_Job:_
Rewrite the lines starting at the line that contains "For every instance of the red" and ending at the last line, and give only those lines, keeping every request. In the answers, multiply each point coordinate by 2.05 and round it to a whole number, rounding halves up; leave the numbers in the requests and their format samples unchanged.

** START OF Provided data **

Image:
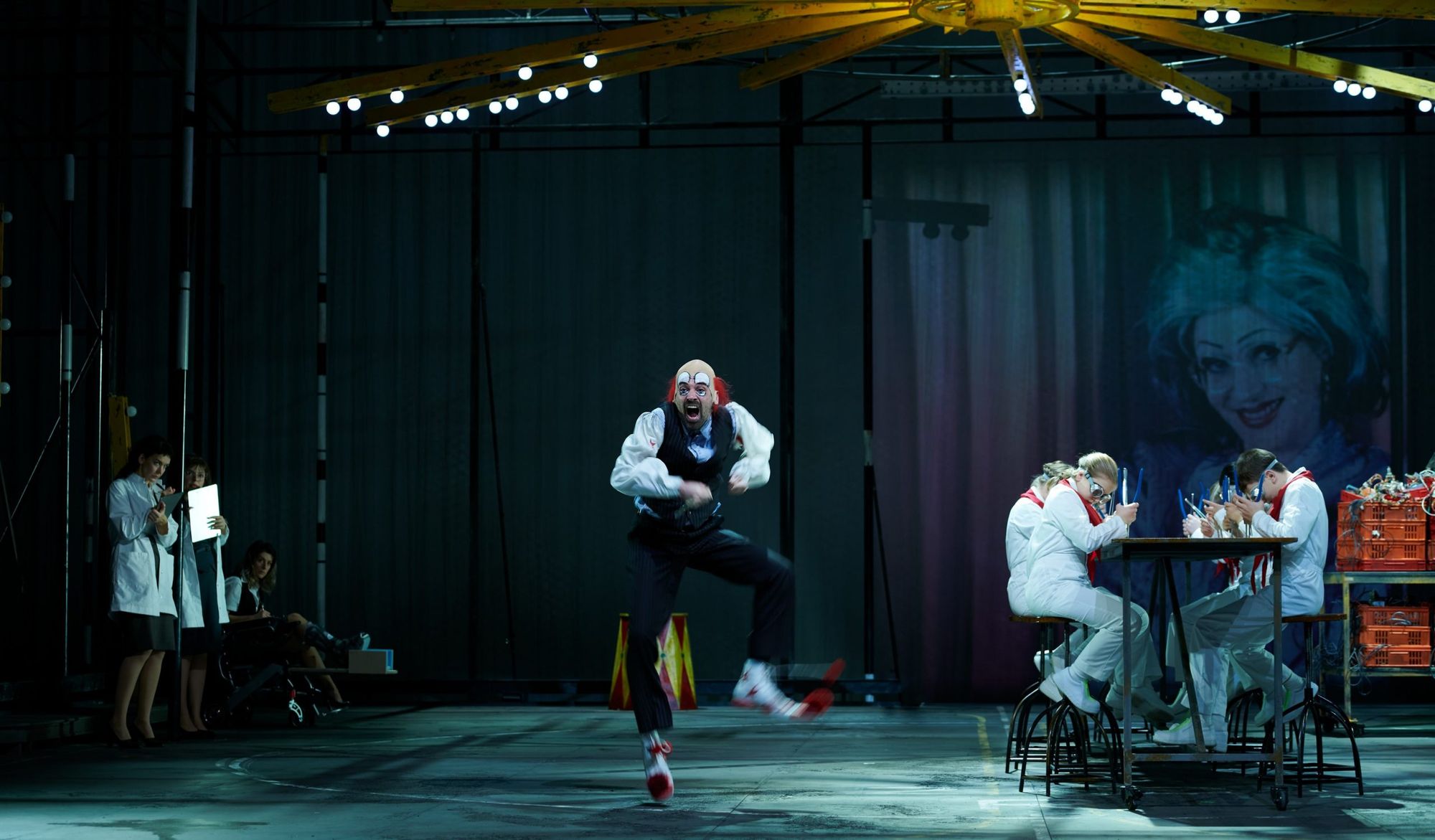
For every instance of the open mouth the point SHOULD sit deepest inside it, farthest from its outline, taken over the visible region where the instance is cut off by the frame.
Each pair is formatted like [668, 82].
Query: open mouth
[1262, 415]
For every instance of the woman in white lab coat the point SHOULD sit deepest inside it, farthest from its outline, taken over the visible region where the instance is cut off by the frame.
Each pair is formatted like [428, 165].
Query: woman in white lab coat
[204, 600]
[143, 603]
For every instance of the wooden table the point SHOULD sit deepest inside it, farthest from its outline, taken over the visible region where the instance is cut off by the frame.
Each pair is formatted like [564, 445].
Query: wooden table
[1165, 551]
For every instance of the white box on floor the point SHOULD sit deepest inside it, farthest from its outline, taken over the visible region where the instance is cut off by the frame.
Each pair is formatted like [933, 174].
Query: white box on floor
[374, 661]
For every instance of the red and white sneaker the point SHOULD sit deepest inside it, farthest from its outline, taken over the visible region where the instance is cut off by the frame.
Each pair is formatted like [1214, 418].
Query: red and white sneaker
[757, 690]
[655, 766]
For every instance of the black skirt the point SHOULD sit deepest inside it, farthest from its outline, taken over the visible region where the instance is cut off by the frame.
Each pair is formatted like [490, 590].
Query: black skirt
[144, 633]
[204, 640]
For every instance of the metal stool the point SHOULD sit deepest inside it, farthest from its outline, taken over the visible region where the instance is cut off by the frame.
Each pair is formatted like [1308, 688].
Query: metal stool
[1322, 714]
[1017, 745]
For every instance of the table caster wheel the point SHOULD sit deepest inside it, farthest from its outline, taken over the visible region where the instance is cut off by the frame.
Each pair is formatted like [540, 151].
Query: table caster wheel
[1131, 796]
[1281, 798]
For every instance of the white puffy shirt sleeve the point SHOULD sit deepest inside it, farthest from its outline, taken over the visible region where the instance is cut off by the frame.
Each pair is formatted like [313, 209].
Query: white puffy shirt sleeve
[1299, 512]
[757, 448]
[1070, 516]
[639, 472]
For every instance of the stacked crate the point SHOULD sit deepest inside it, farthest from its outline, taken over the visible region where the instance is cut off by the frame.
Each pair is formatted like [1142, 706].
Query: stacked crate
[1394, 637]
[1381, 538]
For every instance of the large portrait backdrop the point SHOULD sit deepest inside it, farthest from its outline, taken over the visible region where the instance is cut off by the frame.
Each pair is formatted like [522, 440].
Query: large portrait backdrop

** END OF Provided data **

_Result for this task:_
For every instance of the red and white sneaker the point SHOULD sit deepest inside it, farthest from its outline, taken over the visible region where the instance is cut off by the frame.
Each pair is formatted like [1214, 418].
Query: red and white sneaker
[1552, 1415]
[1343, 1570]
For every instance of the black skirt the point SHOULD sit deepest inside it, farthest from its outline, taken over the visible region where the instance is cut off by the frame.
Each pair is formatted like [490, 590].
Query: black skirt
[295, 1298]
[418, 1312]
For every instance of the metal stool the point SHOULD sit deepest inside it, farthest from its outline, taken over the visible region where the instance is cut off by the frame.
Each pair is formatted like [1308, 688].
Query: metal stool
[2710, 1464]
[2085, 1527]
For every instance of the table caster wheel the point SHOULD sit deepest inside it, farthest from its outline, taken over the visible region where the instance is cut off by the frame.
Each pair is formatted like [540, 151].
Query: table caster wheel
[2319, 1632]
[2626, 1636]
For every instance of the white puffy shirt sleeve the point SHOULD sit deepest inside it, farthest from its outline, taken over the visible region where the instance is cut off by the frame.
Each pair is formatted like [313, 209].
Query: white puffy shirt sleeve
[2663, 1050]
[1552, 918]
[2194, 1058]
[1310, 968]
For every instance of the stacked crate the point SHOULD sit deepest inside it, farthest from its outline, taken over the visible region where the instance is cut off by the frame.
Each pair is formatted like [1142, 706].
Query: stacked crate
[2858, 1306]
[2831, 1103]
For every instance of the large portrait backdrop the point SHOULD sit deepest inside it, farthest from its outline, taken over the visible region where the instance is cut off by the frame.
Each pair is formatted like [522, 440].
Query: large portrait backdrop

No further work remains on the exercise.